• _YOUR OBJECTIVE_
Could you print every line of the records below word for word, leaving out the pictures?

• _LISTING_

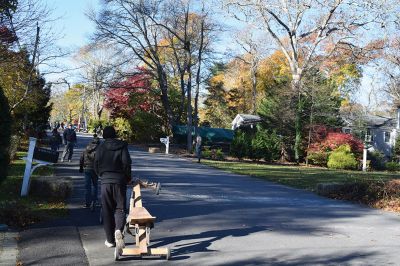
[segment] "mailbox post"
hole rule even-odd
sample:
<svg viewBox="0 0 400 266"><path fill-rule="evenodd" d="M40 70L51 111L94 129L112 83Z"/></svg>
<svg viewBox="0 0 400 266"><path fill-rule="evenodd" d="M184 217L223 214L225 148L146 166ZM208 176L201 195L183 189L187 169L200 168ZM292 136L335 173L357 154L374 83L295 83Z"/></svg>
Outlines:
<svg viewBox="0 0 400 266"><path fill-rule="evenodd" d="M160 138L161 143L165 144L165 154L169 153L169 137Z"/></svg>
<svg viewBox="0 0 400 266"><path fill-rule="evenodd" d="M30 181L29 179L31 177L33 152L35 151L35 146L36 146L36 138L29 138L28 156L26 157L25 160L25 173L21 188L22 197L28 195L29 181Z"/></svg>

• _SOLUTION TO THIS PROBLEM_
[segment] "mailbox post"
hole rule even-odd
sample:
<svg viewBox="0 0 400 266"><path fill-rule="evenodd" d="M40 70L51 111L94 129L112 83Z"/></svg>
<svg viewBox="0 0 400 266"><path fill-rule="evenodd" d="M184 217L223 214L225 148L146 166ZM208 176L201 195L183 189L187 169L200 168ZM292 136L335 173L357 154L374 83L295 83Z"/></svg>
Outlines:
<svg viewBox="0 0 400 266"><path fill-rule="evenodd" d="M160 138L161 143L165 144L165 154L169 153L169 137Z"/></svg>
<svg viewBox="0 0 400 266"><path fill-rule="evenodd" d="M30 181L29 179L31 177L33 152L35 151L35 146L36 146L36 138L29 138L28 156L26 157L25 160L25 173L21 188L22 197L28 195L29 181Z"/></svg>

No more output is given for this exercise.